Start of Exercise input

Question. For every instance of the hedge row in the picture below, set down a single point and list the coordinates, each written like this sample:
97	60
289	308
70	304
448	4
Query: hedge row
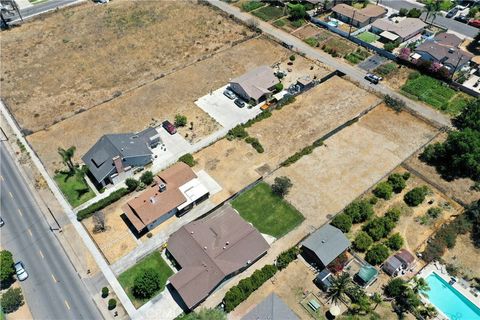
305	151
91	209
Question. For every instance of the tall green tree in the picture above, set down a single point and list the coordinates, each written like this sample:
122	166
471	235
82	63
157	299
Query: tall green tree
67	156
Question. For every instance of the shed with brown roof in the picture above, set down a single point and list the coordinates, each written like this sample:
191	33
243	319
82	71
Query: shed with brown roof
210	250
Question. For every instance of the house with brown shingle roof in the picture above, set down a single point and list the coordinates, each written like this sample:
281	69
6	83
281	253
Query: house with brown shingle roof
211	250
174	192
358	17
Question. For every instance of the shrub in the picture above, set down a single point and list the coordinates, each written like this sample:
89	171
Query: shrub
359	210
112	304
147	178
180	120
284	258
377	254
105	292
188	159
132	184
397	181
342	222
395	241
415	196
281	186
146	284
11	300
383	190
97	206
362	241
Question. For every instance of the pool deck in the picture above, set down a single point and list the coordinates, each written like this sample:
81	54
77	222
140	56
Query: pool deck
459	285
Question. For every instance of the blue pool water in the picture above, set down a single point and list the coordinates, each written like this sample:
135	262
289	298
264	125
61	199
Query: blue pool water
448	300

End of Exercise input

**What this task involves:**
With the pictures dropped, write out all of the entries word for word.

**Answer:**
Question. For every instance of the hedge row in the picture below, set down a single point and list the coordinates, each written like this sample:
97	60
289	308
70	304
448	4
Query: hedge row
305	151
91	209
Question. For every instance of the tall green tree in the picture above, set down a single point and list the coordinates, each written like this sample:
122	166
471	235
82	63
157	299
Query: tall green tree
67	156
Question. For every instance of the shed with brown roof in the picture above, set down a single point and list the coordinates, each written like this sample:
191	33
243	319
82	71
Query: shed with brown roof
210	250
Question. For every instance of the house with brown shingle roof in the picture above, set down a single point and list the coordinates, each written like this sample:
281	69
6	83
281	253
Query: house with brown shingle roof
211	250
174	192
358	17
Question. For every instance of the shrub in the picture above, set down a single point and list the coordinates, each written like this sample:
89	171
Query: shrub
359	210
112	304
147	178
180	120
284	258
377	254
105	292
188	159
132	184
397	181
342	222
395	241
415	196
281	186
146	284
11	300
383	190
97	206
362	241
Question. For every instance of the pool deck in the picture above, set down a single point and list the coordinates, each written like this sample:
81	54
77	222
140	56
Query: pool deck
459	285
Question. For every instance of the blue pool water in the picture above, set down a single point and list the coordinates, each written like this sample:
135	262
289	298
264	125
61	199
Query: blue pool water
448	300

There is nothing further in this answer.